В живой народной традиции подобные преставления бытовали до самого конца XIX в., о чем свидетельствует предание о рождении Махно: «Хоть односельчане и забыли год рождения будущего “батьки”, но помнили, передавая из уст в уста, легенду о том, что при крещении младенца у священника загорелась риза. По всему Гуляйполю разнеслась весть о том, что, согласно древней примете, новорожденный должен стать большим разбойником»[587]. По мере разложения древних мифов представления о князе как предводителе воинов могли частично переноситься и на разбойничьего атамана. Однако истоки этих представлений восходят не к русскому Средневековью, а к эпохе индоевропейской общности. Точно такое же знамение предвещало в Древнем Риме власть будущему царю Сервию Туллию: «В это время в царском доме случилось чудо, дивно и по виде, и по последствиям. На глазах у многих, гласит предание, пылала голова спящего мальчика по имени Сервий Туллий»[588]. Сасанидский царь V в. Балаш изображался с языками пламени, поднимающимися от плеч, но единичность данного образа заставила М. А. Шенкаря с осторожностью подойти к их интерпретации как изображению Хварно[589].

В одном из отечественных апокрифов имеется интересный сюжет о борьбе архангела Михаила с сатаной: «И видѣ Богъ противника себѣ, и посла Богъ Михаила архангела и повелѣ сатану свержити долу. Прiиде же Михаилъ къ сатанаилу, и видѣ на немъ божество велико, и не смѣна него и зрѣти. И прiиде Михаилъ к Богу и рече: Господи! Велико есть на немъ божество твое. Господь же снятъ с него божество и рече: иди и свержи его долу. И прiиде Михаилъ, и видѣ сатанаила, яко проста человѣка, и удари его скипетромъ и спадеся престолъ его и пойде сатана долу…»[590] Едва ли надо говорить, что в ортодоксальной христианской литературе ничего не говорится о том, что библейский Бог дал сатане «божество велико», благодаря чему тот властвовал, а архангел Михаил не мог поразить его. Соответственно, этот сюжет попал в апокриф из народных представлений и указывает на то, что мистическая сущность власти была неразрывно связана с божественным началом. Апокриф не описывает, что это было за «божество велико», но поскольку из-за него архангел не мог даже смотреть на сатану, очевидно, что по крайней мере в одной из своей ипостасей оно представляло собой ослепительно-яркий свет. Именно это начало дает возможность царствовать, но при этом оно может как даваться, так и забираться Богом.

В Иране Хварно было связано не только с огнем, но и с солнцем и это же верно для славянского Сварога. В славянском переводе хроники Иоанна Малалы он назван отцом бога Солнца Дажьбога и о том, что это не выдумка переводчика, говорит соответствие имени Сварога ведийскому svar – «солнце» при svarga – «небо» (как «солнечный путь»)[591]. Древнечешская рукопись Mater verborum слова zuor, svor переводит словом «зодиак»[592], а в Архангельской губернии варажей называли всякое созвездие, яркую кучу звезд[593]. Необходимо отметить, что с чисто этимологической точки зрения такие имена, как Сварог и Рарог, образ которого будет рассмотрен далее, были образованы по одному и тому же, достаточно редкому в славянских языках способу. Последнее обстоятельство указывает не только на примерно синхронное их возникновение в мифологии наших далеких предков, но и на связь между ними.

ЗАДАНИЕ 1 — Изложите отрывок о знамениях власти в двух предложениях.
ЗАДАНИЕ 2 — Продолжите, пожалуйста, отрывок о знамениях власти после его последнего предложения.
Следующие далее данные представляют собой самостоятельный материал.

СТРОКИ ДАННЫХ —
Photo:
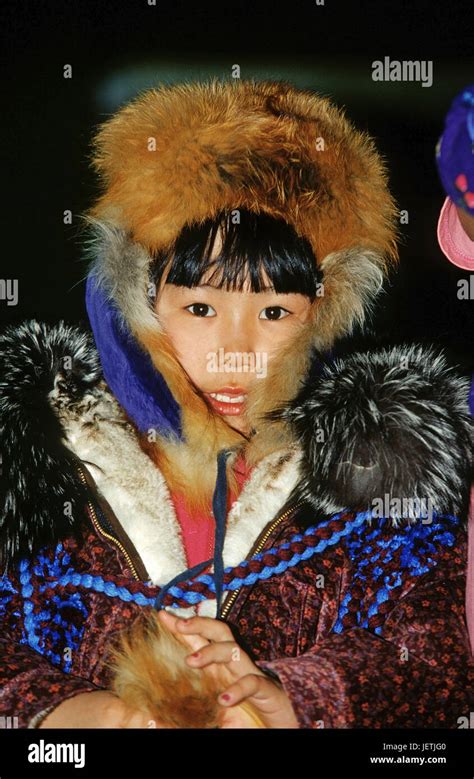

ИТОГОВЫЙ ОТВЕТ 1 — Огненное знамение, сулящее власть или особую судьбу, известно и по преданию о рождении Махно, у крестившего которого загорелась риза, и по римскому рассказу о пылающей голове Сервия Туллия, а истоки таких представлений восходят к эпохе индоевропейской общности. В отечественном апокрифе Бог снимает с сатаны «божество велико», по-видимому ослепительно-яркий свет, дающий возможность царствовать, а славянский Сварог, подобно иранскому Хварно, связан с огнем и солнцем.

ИТОГОВЫЙ ОТВЕТ 2 —
Рассмотрим имя самого Рюрика. Еще С. А. Гедеонов отмечал, что ему соответствуют чеш. raroh и польск. rarog – «сокол». Приведя примеры упоминания родственных имен в письменных источниках (Петр Рериг (Rerig) в Чехии в 1490 г. и польский воевода Ририк в Псковской летописи под 1536 г.), равно как и аналогичных одинаковых названий племени и князя у славян (личное Драговит при племенном драговиты), ученый пришел к следующему выводу: «Прозвище Рерик могло быть родовым в семействе ободритских князей, родичей нашего Рюрика»[594]. Выше уже отмечалось, что Рериком назывался город ободритов, в котором погиб отец Рюрика, а Адам Бременский как очевидец утверждал, что и сами «ободриты… ныне зовутся ререгами». Безусловно, между именем летописного Рюрика и словами Рарог, Рериг, Рерик или Ререг есть небольшое фонетическое различие. Хоть подавляющее большинство древнерусских текстов дают имя первого князя в привычном нам написании, однако Хронограф 1494 г. бывшего Румянцевского музея неожиданно приводит другую форму его имени: «Во дни Михаила ц(а) ря греч(ос) каго и во дни кн(я) зя Ререка Новгородскаго… св(я) тый Конъстяньтинъ философъ, нарицаемый Кирилъ, сотворилъ грамоту словеснымъ (словеньскимъ) языкомъ, гл(агол) емую литицю»[595]. В загадочной «литице» исследователи видят искаженное название «глаголицы». Сам Хронограф был создан во Пскове и его составитель мог использовать какие-то более древние и не дошедшие до нас тексты. Таким образом мы видим, что Рюрика на Руси могли называть и Ререком, что снимает имеющееся различие с западнославянскими формами.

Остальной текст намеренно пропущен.